*Do this:* Pull out every line of the records below that contains the word "flower", and copy each of those lines in full.

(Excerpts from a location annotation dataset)
◇ ◇ ◇ ◇ ◇

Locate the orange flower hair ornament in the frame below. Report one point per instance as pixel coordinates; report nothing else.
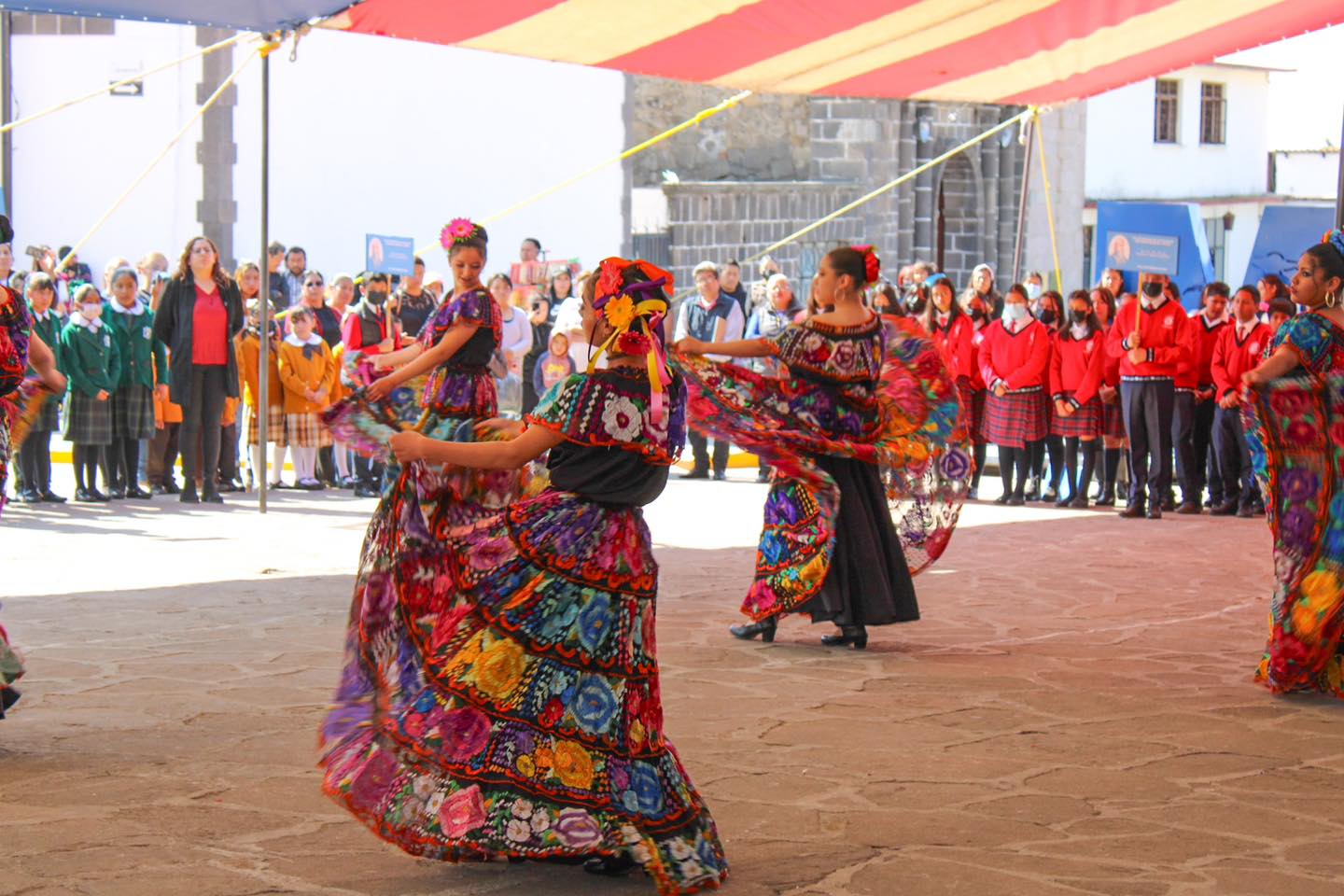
(635, 314)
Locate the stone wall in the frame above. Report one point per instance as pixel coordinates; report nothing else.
(722, 220)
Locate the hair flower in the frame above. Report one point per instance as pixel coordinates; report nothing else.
(620, 312)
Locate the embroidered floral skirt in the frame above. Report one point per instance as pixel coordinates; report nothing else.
(918, 446)
(500, 691)
(1295, 436)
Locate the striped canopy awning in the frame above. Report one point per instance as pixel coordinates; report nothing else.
(1001, 51)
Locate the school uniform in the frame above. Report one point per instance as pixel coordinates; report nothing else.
(1019, 359)
(1077, 371)
(305, 366)
(35, 453)
(1148, 394)
(91, 363)
(1238, 349)
(1204, 335)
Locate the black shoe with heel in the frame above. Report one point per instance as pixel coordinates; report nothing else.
(855, 636)
(765, 629)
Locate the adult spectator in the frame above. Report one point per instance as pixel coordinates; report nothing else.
(274, 260)
(730, 281)
(198, 317)
(983, 281)
(314, 297)
(414, 305)
(711, 315)
(295, 274)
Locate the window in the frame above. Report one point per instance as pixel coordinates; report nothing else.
(1212, 115)
(1215, 229)
(1164, 112)
(30, 23)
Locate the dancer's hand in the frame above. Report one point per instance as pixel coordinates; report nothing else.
(409, 446)
(381, 388)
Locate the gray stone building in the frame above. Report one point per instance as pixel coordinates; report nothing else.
(756, 174)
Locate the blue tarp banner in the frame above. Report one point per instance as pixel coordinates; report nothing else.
(1283, 234)
(240, 15)
(1169, 234)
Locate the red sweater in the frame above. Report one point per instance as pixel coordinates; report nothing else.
(1020, 360)
(1203, 336)
(959, 340)
(1234, 357)
(1078, 367)
(1164, 335)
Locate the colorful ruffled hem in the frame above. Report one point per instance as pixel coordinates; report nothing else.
(1295, 428)
(500, 692)
(916, 434)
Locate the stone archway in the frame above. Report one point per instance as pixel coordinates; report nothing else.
(958, 234)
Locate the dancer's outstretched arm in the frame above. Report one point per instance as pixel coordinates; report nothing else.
(736, 348)
(482, 455)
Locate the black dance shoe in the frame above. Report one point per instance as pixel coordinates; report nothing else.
(765, 629)
(857, 636)
(617, 865)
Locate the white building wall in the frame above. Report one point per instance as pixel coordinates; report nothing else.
(1307, 175)
(1124, 161)
(369, 134)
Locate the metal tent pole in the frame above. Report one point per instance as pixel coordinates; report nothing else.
(262, 398)
(1022, 203)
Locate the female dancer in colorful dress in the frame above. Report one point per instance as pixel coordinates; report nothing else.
(500, 693)
(863, 399)
(1295, 433)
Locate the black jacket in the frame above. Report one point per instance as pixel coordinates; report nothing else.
(174, 327)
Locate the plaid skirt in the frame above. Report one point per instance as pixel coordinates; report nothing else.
(274, 426)
(86, 419)
(133, 413)
(1113, 419)
(1016, 418)
(1084, 424)
(307, 430)
(973, 406)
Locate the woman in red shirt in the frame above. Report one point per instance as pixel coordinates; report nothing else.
(198, 317)
(955, 332)
(1077, 372)
(1014, 360)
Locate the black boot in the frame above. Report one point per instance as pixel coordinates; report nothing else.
(765, 629)
(857, 636)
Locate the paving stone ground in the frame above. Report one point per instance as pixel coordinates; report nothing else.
(1072, 715)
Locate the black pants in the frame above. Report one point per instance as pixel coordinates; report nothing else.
(35, 461)
(201, 415)
(1204, 455)
(1188, 470)
(369, 471)
(1234, 457)
(1148, 407)
(699, 450)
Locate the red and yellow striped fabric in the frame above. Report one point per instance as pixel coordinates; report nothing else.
(1001, 51)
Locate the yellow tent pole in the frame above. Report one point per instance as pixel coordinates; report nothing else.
(1050, 204)
(144, 174)
(103, 91)
(633, 150)
(892, 184)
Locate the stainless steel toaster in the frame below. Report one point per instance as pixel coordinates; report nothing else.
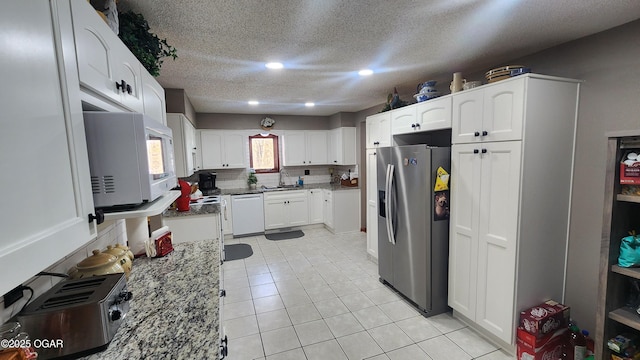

◇ ◇ ◇ ◇ ◇

*Completed exercise:*
Locate the orange flower hair ornament in the frame below. Report one point per instance as pixel coordinates; report nothing else.
Locate the hair flower in the frame above. Report one point per instance as pixel coordinates; report nothing else.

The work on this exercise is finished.